#### SET EXERCISE A:
Please list every college, university, or university system named in the work-study article.
#### SET EXERCISE B:
Carry the article on federal work-study forward from its last sentence, before turning to the data.

** BEGIN SOURCE TEXT **

Whittier College junior Iyesha Ferguson learned the advantages of a federally subsidized work-study job — especially compared to dishing out pizza off-campus.
Her work-study position at the college website and communications office allows her to earn up to $2,000 a year and pick up Internet skills, all with flexible hours so she can study for exams and complete class projects. In contrast, she recently quit a local pizza restaurant job because scheduling was rigid and her grades suffered. “It took a lot of time away from my school things,” said the English major from Chicago.
So she is delighted to hold down the 15-hour-a-week campus job that pays $10.50 an hour and helps her afford books, transportation, telephone and other costs that her hefty scholarship grants and loans don’t cover. But she is worried that the 2017-18 budget put forward by President Trump in March would sharply cut back the federally subsidized work-study program nationwide and could mean hundreds of thousands of students like her will have to delay buying textbooks or reduce college enrollment to part-time.
While remembered fondly by past generations of former college cafeteria workers and campus tour guides, the $990 million-a-year program now faces much scrutiny and an uncertain future. The Trump administration’s proposal to cut funding by about half has triggered strong debate and supporters of work-study are using that attention to call for curtailing advantages private colleges enjoy in garnering the aid.
California last year received about $107 million in federal work-study money, and U.S. Department of Education data show that California’s private nonprofit four-year colleges like Occidental, Stanford and USC received about a third of that: $34.2 million. That was more than the $32.8 million all the four-year public schools in the state received — even though University of California and California State University schools enroll hundreds of thousands of more students, many of whom are low-income.
Nationwide, private schools receive about 45 percent of federal work-study funds, despite enrolling less than a quarter of undergraduates, according to an analysis by education and business groups seeking to reform the program.
Usually from low- and moderate-income families, work-study students typically are employed between 10 and 20 hours a week, earning up to $3,000 a year. (The colleges often provide 25 percent of the wages and the federal government 75 percent.)

** END SOURCE TEXT **
** BEGIN DATASET EXCERPT **

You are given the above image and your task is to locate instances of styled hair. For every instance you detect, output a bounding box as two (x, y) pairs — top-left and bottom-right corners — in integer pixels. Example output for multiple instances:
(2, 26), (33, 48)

** END DATASET EXCERPT **

#### RESULT A:
- Whittier College
- Occidental
- Stanford
- USC
- University of California
- California State University

#### RESULT B:
The work-study jobs — in campus libraries, dorms, gyms and offices and sometimes an off-campus nonprofit — are usually an important part of financial aid packages that include various grants and loans.
The Trump administration’s proposal, which calls the program “poorly targeted” and seeks to halve it, is just one part of its overall efforts to significantly slash education spending. That plan has been met with immense dissent from educators and even Congressional Republicans; some conservatives otherwise skeptical of college aid spending point out that the 634,000 students in the program nationwide earn the assistance rather than receive outright grants and that the students may gain experience for entering the workforce after college.
Meanwhile, criticism is mounting from within and outside academia about how out-of-date formulas for work-study funding favor private schools, particularly those in the Northeast, compared to public colleges nationwide and privates in the West.
While work-study remains popular, it “is vulnerable because it is so easy to criticize how the dollars are distributed,” said Mary Alice McCarthy, director of the Center on Education and Skills at the New America think tank. She described it as “a good program that just needs some reforms because over time it has gotten so out of whack.” Now is a good time for changes, especially while Trump’s proposed cuts are being debated, she said.
Her group and others advocate changes that would link work-study funding to the number of students at each college who receive Pell grants — usually from families earning less than $50,000 a year — and also to the college’s graduation rates of Pell students. Joining that campaign are such diverse organizations as the U.S. Chamber of Commerce and the Young Invincibles, a group that advocates for students and young adults.
Critics emphasize that the funding formula, begun in the 1960s, favors schools with high tuition and, as a result, more student need for financial aid. Colleges that joined the program early on, disproportionately in the Northeast, also receive a leg up because their funding base is grandfathered in for them at the expense of others, analysts say. When the program began, UCs and CSUs were practically tuition-free and did not receive much work-study money; so they remain at a disadvantage because their shares have not risen enough to reflect more recent increases in tuition and enrollment. Wealthier schools have another advantage in their ability to pay the matching funds.
“Work study funds could be more effective if they were given out in a more rational manner based on students’ actual financial need. But the money is better than nothing,” said Robert Kelchen, a professor of higher education policy at Seton Hall University in New Jersey.
The verdict is still out on whether those dollars would help low-income students more if the money were rolled into grants focusing directly on students’ financial needs, Kelchen said.
Even among public universities, the more expensive ones tend to have more students collecting work-study dollars. At the UC system’s 10 campuses, more than 12,600 were employed through the federal work-study program in 2015-16, federal education data show. The lower-cost 23 Cal State campuses had just 7,311 work-study students, despite the system’s enrolling nearly twice as many students as UC and a higher percentage who are low-income
The University of Southern California, a private university in Los Angeles, employed the most number of students in the state in the work-study program — 3,020 in 2015-16. Thirteen miles south on the 110 Freeway, Cal State Dominguez Hills — where tuition is much lower — employed just 196 students on federal work-study in 2016.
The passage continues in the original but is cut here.